··· SOURCE MATERIAL

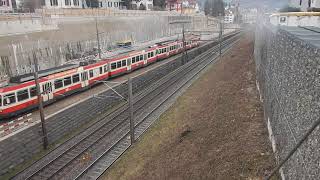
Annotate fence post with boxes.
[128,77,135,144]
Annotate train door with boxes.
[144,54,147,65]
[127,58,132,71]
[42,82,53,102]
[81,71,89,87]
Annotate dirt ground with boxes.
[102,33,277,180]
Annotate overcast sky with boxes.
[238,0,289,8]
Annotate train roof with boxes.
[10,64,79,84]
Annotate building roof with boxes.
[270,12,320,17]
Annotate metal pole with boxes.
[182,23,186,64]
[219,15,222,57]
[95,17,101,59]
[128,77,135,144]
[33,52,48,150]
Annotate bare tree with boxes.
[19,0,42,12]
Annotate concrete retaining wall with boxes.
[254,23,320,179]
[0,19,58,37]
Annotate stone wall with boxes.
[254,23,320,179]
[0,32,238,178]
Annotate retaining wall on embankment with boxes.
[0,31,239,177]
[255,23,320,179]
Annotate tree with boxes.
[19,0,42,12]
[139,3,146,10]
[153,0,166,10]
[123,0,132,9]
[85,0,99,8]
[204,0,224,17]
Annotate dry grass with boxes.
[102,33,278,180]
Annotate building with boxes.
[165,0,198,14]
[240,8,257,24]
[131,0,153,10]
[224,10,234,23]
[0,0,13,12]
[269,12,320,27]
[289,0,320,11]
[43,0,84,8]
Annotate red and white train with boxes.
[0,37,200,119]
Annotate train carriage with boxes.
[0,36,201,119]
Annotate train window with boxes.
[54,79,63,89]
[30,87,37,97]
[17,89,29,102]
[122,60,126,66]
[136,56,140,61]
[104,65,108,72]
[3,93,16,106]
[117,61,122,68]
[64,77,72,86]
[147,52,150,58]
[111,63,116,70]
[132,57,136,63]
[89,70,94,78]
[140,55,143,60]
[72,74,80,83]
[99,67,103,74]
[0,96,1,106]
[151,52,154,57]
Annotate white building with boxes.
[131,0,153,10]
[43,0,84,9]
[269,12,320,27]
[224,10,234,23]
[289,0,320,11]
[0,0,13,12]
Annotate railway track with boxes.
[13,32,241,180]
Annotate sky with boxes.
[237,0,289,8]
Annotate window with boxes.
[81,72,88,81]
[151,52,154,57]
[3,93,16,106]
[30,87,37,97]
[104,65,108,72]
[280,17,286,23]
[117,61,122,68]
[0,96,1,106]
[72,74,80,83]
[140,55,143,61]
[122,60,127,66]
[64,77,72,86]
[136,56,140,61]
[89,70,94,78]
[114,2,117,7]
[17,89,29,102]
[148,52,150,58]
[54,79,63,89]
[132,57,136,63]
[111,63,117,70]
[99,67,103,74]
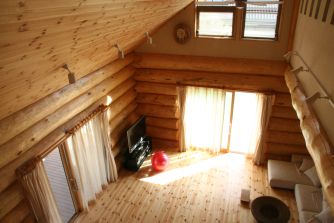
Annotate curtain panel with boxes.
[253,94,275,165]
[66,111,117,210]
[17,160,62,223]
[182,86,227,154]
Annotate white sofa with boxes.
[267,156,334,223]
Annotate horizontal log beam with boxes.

······

# [ACTIVITY]
Write out the records above in full and exactly, with no pictures.

# [ANSWER TO THE PROBLEM]
Annotate fence post with boxes.
[128,77,135,144]
Annotate train door with boxes.
[144,54,147,65]
[127,58,132,71]
[42,82,53,102]
[81,71,89,87]
Annotate dirt ground with boxes.
[102,33,277,180]
Annotate overcast sky with boxes.
[238,0,289,8]
Annotate train roof with boxes.
[10,64,79,84]
Annotate building roof with boxes.
[270,12,320,17]
Annotate metal pole with boxes.
[182,23,186,64]
[219,15,222,57]
[95,17,101,59]
[128,77,135,144]
[33,52,48,150]
Annotate bare tree with boxes.
[19,0,42,12]
Annotate concrete retaining wall with boxes.
[254,23,320,179]
[0,19,58,37]
Annotate stone wall with boxes.
[254,23,320,179]
[0,32,238,178]
Annotate retaining wall on embankment with boxes.
[0,31,239,177]
[255,23,320,179]
Annotate tree with boxes.
[19,0,42,12]
[139,3,146,10]
[153,0,166,10]
[123,0,132,9]
[85,0,99,8]
[204,0,224,17]
Annotate dry grass with boxes.
[102,33,278,180]
Annotate building with boxes.
[165,0,198,14]
[240,8,257,24]
[131,0,153,10]
[224,10,234,23]
[0,0,13,12]
[269,12,320,27]
[289,0,320,11]
[43,0,84,8]
Annotate red and white train with boxes.
[0,37,200,119]
Annotate train carriage with boxes.
[0,36,201,119]
Annotate train window with boxes.
[54,79,63,89]
[30,87,37,97]
[17,89,29,102]
[122,60,126,66]
[136,56,140,61]
[104,65,108,72]
[3,93,16,106]
[117,61,122,68]
[64,77,72,86]
[147,52,150,58]
[111,63,116,70]
[132,57,136,63]
[89,70,94,78]
[140,55,143,60]
[72,74,80,83]
[99,67,103,74]
[0,96,1,106]
[151,52,154,57]
Annotate white building with boxes.
[131,0,153,10]
[43,0,84,9]
[269,12,320,27]
[224,10,234,23]
[289,0,320,11]
[0,0,13,12]
Annotate railway track with boxes.
[13,32,241,180]
Annotate sky with boxes.
[237,0,289,8]
Annotate window with boxes.
[81,72,88,81]
[151,52,154,57]
[3,93,16,106]
[30,87,37,97]
[104,65,108,72]
[280,17,286,23]
[117,61,122,68]
[0,96,1,106]
[72,74,80,83]
[140,55,143,61]
[122,60,127,66]
[64,77,72,86]
[136,56,140,61]
[89,70,94,78]
[114,2,117,7]
[17,89,29,102]
[148,52,150,58]
[54,79,63,89]
[132,57,136,63]
[111,63,117,70]
[99,67,103,74]
Annotate curtain panel with boxes.
[253,94,275,165]
[66,111,117,210]
[17,160,62,223]
[182,86,227,154]
Annotate white sofa with boxes.
[267,156,334,223]
Annotate horizontal log beam with boxes.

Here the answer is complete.